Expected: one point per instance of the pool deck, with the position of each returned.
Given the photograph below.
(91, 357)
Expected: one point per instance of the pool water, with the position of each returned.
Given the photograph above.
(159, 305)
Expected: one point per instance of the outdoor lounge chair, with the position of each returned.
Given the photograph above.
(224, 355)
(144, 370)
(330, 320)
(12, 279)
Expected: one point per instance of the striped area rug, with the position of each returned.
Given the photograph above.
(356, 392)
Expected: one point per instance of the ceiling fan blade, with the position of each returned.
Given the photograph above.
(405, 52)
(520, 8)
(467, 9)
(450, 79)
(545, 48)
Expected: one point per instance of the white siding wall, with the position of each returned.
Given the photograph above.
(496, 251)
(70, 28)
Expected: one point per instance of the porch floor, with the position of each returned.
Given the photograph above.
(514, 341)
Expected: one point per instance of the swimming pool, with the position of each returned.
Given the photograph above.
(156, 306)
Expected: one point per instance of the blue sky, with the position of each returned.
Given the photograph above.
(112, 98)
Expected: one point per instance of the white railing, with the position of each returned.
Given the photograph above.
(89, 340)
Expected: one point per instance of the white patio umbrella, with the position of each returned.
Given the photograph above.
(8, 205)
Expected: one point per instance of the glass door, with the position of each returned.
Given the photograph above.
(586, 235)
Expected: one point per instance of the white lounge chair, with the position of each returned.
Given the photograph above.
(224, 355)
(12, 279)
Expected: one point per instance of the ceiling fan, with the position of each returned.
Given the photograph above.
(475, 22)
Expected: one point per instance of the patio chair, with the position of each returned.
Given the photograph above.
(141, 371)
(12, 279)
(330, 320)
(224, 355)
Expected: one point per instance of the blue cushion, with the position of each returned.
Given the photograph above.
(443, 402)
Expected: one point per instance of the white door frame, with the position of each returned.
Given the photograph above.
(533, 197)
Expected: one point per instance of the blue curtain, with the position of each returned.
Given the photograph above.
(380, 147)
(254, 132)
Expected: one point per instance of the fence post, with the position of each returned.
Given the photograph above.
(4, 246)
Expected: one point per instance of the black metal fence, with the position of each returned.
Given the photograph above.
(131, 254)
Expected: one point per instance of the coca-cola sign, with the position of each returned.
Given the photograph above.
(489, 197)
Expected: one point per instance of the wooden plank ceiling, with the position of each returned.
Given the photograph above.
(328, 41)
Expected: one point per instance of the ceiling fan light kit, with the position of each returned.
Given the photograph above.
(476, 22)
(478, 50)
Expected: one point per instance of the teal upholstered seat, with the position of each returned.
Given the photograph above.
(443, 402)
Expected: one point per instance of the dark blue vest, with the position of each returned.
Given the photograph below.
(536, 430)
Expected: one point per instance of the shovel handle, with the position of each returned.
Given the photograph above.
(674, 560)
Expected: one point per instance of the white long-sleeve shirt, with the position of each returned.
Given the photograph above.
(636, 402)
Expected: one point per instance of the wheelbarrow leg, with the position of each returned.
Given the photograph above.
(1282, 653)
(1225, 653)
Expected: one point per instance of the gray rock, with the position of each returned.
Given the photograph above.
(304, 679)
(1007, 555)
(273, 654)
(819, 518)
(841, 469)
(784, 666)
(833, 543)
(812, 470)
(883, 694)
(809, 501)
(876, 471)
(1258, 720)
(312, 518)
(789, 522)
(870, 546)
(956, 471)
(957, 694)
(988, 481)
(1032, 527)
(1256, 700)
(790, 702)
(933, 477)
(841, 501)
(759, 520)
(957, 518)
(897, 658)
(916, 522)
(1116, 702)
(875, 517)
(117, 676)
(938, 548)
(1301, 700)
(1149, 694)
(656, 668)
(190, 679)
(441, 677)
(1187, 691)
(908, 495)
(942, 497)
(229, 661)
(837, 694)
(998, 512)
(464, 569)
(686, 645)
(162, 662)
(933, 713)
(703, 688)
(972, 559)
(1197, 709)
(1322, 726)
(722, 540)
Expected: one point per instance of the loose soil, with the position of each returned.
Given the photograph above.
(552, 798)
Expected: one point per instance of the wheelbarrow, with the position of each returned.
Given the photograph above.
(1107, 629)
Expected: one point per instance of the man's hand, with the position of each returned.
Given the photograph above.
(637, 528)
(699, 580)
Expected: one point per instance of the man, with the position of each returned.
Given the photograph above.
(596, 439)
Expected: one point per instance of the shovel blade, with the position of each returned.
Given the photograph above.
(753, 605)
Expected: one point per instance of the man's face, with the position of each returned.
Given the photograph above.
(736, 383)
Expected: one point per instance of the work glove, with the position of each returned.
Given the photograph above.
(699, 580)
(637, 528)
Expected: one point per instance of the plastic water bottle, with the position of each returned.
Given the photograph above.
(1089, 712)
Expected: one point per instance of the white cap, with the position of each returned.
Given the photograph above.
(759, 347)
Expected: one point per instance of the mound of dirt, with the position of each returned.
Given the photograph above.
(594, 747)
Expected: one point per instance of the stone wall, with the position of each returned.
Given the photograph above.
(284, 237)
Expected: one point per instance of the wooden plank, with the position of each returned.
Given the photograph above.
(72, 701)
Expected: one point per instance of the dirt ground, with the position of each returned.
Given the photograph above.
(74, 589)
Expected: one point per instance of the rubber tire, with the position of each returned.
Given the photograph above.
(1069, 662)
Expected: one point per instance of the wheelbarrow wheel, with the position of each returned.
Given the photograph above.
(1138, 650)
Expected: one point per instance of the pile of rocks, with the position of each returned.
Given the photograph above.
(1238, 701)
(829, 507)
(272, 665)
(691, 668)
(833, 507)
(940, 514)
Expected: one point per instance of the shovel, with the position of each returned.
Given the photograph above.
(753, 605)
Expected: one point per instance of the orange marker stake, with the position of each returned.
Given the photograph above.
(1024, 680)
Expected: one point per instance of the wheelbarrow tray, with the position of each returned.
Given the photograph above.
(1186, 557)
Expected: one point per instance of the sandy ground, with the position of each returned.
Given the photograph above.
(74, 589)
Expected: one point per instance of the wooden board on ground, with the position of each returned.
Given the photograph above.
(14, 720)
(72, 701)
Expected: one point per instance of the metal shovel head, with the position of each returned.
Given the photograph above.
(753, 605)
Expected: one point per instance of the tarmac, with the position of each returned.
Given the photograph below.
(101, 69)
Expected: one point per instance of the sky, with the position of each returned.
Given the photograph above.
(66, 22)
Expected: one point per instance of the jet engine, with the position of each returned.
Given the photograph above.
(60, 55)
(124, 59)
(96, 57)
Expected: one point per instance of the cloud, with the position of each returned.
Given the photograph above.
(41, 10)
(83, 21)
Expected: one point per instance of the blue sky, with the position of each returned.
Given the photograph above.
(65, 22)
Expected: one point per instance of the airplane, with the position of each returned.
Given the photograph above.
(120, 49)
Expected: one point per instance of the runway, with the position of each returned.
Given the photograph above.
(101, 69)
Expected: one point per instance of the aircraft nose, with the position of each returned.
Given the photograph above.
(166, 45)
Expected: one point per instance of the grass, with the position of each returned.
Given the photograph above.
⁂
◆ GOAL OF THE EXERCISE: Copy out every one of the lines above word for word, without changing anything.

◆ OUTPUT OF THE EXERCISE:
Expected: one point per instance of the pool deck, with the position of each returned.
Given the photograph below.
(91, 357)
Expected: one point per instance of the pool water, with the position of each returned.
Given the photograph above.
(159, 305)
Expected: one point per instance of the outdoor lounge chair, with the position of each returned.
Given the photograph above.
(224, 355)
(144, 370)
(330, 320)
(12, 279)
Expected: one point per instance of the striped area rug, with the position of each returned.
Given the photograph above.
(356, 392)
Expected: one point per instance of the ceiling fan blade, with the position of each returned.
Given the photograph above.
(405, 52)
(520, 8)
(467, 9)
(450, 79)
(545, 48)
Expected: one point per instance of the white siding wall, with the position of each returned.
Given the photograph above.
(496, 251)
(70, 28)
Expected: one point per instance of the porch floor, with the position of each returned.
Given the photograph above.
(514, 341)
Expected: one point per instance of the swimming pool, with the position of each returned.
Given the photograph above.
(156, 306)
Expected: one point per instance of the blue sky, with the position of each returned.
Given the photograph above.
(112, 98)
Expected: one point per instance of the white railing, with the position of each returned.
Given the photograph above.
(89, 340)
Expected: one point per instance of the white patio umbrella, with the position of each returned.
Given the photograph above.
(8, 205)
Expected: one point per instance of the glass door, with the position of each returned.
Given the photograph above.
(586, 235)
Expected: one point per instance of the white lounge chair, with the position of each returned.
Given the photograph above.
(224, 355)
(12, 279)
Expected: one point per instance of the ceiling fan, with the position of each returned.
Given the photograph above.
(475, 22)
Expected: one point per instance of the patio chair, with the position of each returned.
Given the photograph above.
(141, 371)
(12, 279)
(330, 320)
(224, 355)
Expected: one point per instance of the blue cushion, with the position of each returned.
Given the photograph above.
(443, 402)
Expected: one point per instance of the white door frame, with the position of each returned.
Given the photograph above.
(533, 197)
Expected: one point per instance of the blue curtain, with the position of each returned.
Given the photograph above.
(380, 147)
(254, 132)
Expected: one point per instance of the fence post, with the position of each returned.
Given the photograph above.
(4, 246)
Expected: one point per instance of the black metal fence, with the position of each returned.
Given the photograph above.
(131, 254)
Expected: one point per instance of the coca-cola sign, with the position of each returned.
Given the photograph above.
(489, 197)
Expected: one point per instance of the wooden plank ceiling, with the position of each returned.
Given the photograph above.
(328, 41)
Expected: one point per instance of the ceiling fan light kit, with the position of each returned.
Given the photograph above.
(476, 22)
(478, 50)
Expected: one point per instance of the teal upholstered seat, with the position of each returned.
Given the photograph above.
(443, 402)
Expected: one point per instance of the dark blue vest, with the position of each returned.
Given the photograph below.
(536, 430)
Expected: one point per instance of the shovel handle, with the position of each returned.
Given the photograph above.
(674, 560)
Expected: one point per instance of the white long-sleeve shirt, with the position of each returned.
Given the photograph above.
(636, 402)
Expected: one point per instance of the wheelbarrow leg, with the position of each returned.
Given the photograph above.
(1282, 653)
(1225, 653)
Expected: one point per instance of the gray rock, with the position of each returned.
Given the photograph above.
(304, 679)
(1007, 555)
(273, 654)
(819, 518)
(841, 469)
(784, 666)
(833, 543)
(812, 470)
(883, 694)
(809, 501)
(876, 471)
(1258, 720)
(312, 518)
(789, 522)
(870, 546)
(956, 471)
(957, 694)
(988, 481)
(1032, 527)
(1256, 700)
(790, 702)
(933, 477)
(841, 501)
(759, 520)
(957, 518)
(897, 658)
(916, 522)
(1116, 702)
(875, 517)
(117, 676)
(938, 548)
(1301, 700)
(1149, 694)
(656, 668)
(190, 679)
(441, 677)
(1187, 691)
(908, 495)
(942, 497)
(229, 661)
(837, 694)
(998, 512)
(464, 569)
(686, 645)
(162, 662)
(933, 713)
(703, 688)
(972, 559)
(1197, 709)
(1322, 726)
(722, 540)
Expected: one point per instance of the loose soil, with the position of each returned.
Given the photograph above.
(552, 798)
Expected: one point per instance of the wheelbarrow, with the position of each returned.
Given the photograph above.
(1107, 629)
Expected: one point per instance of the man's hand, with the position of each returned.
Given the photograph above.
(637, 528)
(699, 580)
Expected: one point per instance of the man, with the position of each returned.
Given the photograph above.
(596, 439)
Expected: one point per instance of the shovel blade, with the position of each returned.
Given the photograph above.
(753, 605)
Expected: one point per instance of the man's face, with the position of each returned.
Given the photograph above.
(736, 383)
Expected: one point per instance of the work glove, with the position of each returned.
Given the photograph above.
(699, 580)
(637, 528)
Expected: one point per instance of the plastic water bottle, with the position of each returned.
Given the photograph above.
(1089, 712)
Expected: one point per instance of the white cap, with the position of each returned.
Given the photograph above.
(759, 347)
Expected: one point per instance of the mound of dirt, with the position of each returned.
Given the photograph above.
(594, 747)
Expected: one point per instance of the stone wall, with the position of each returned.
Given the photograph above.
(284, 237)
Expected: one point per instance of the wooden plank, with the position of each returned.
Given the photograph above.
(72, 701)
Expected: one point per instance of the dirt ground, with the position of each returned.
Given the photograph above.
(74, 589)
Expected: one point per instance of the rubber tire, with the position of each returned.
Given the photograph above.
(1069, 662)
Expected: one point per instance of the wheelbarrow wheel, with the position of each returned.
Given the photograph above.
(1138, 650)
Expected: one point per instance of the pile of rocks, with the position of each returned.
Given the photograph above.
(1238, 701)
(829, 507)
(272, 665)
(691, 668)
(833, 507)
(940, 514)
Expected: one point per instance of the shovel, with the position of each returned.
Given the photograph above.
(753, 605)
Expected: one point per instance of the orange marker stake, with the position of each returned.
Given the photograph above.
(1024, 680)
Expected: one point per instance of the wheelbarrow tray, with the position of each returned.
Given the photograph above.
(1186, 557)
Expected: one point per instance of the sandy ground, with the position of each returned.
Given the photograph above.
(74, 589)
Expected: one point per instance of the wooden board on ground, with the position of each returned.
Given the photograph above.
(14, 720)
(72, 701)
Expected: one point per instance of the metal shovel head, with the position of each returned.
Given the photograph above.
(753, 605)
Expected: one point per instance of the tarmac, with the position of each returned.
Given the photograph below.
(101, 69)
Expected: one point per instance of the sky, with the position of each returned.
Given the photograph above.
(66, 22)
Expected: one point per instance of the jet engine, with the position of each returned.
Given the photograph above.
(60, 55)
(124, 59)
(96, 57)
Expected: one point per instance of the cloud, with the position of each returned.
Given the photograph above.
(41, 10)
(83, 21)
Expected: one point per instance of the blue sky, with the position of each returned.
Given the photograph above.
(65, 22)
Expected: one point per instance of the airplane, with the position of each returned.
Given the photograph above.
(120, 49)
Expected: one point per instance of the runway, with the position of each returned.
Given the photograph above.
(101, 69)
Expected: one point per instance of the aircraft nose, with the position of each returned.
Given the photograph above.
(166, 45)
Expected: one point per instance of the grass, with the position of each returned.
Given the photograph above.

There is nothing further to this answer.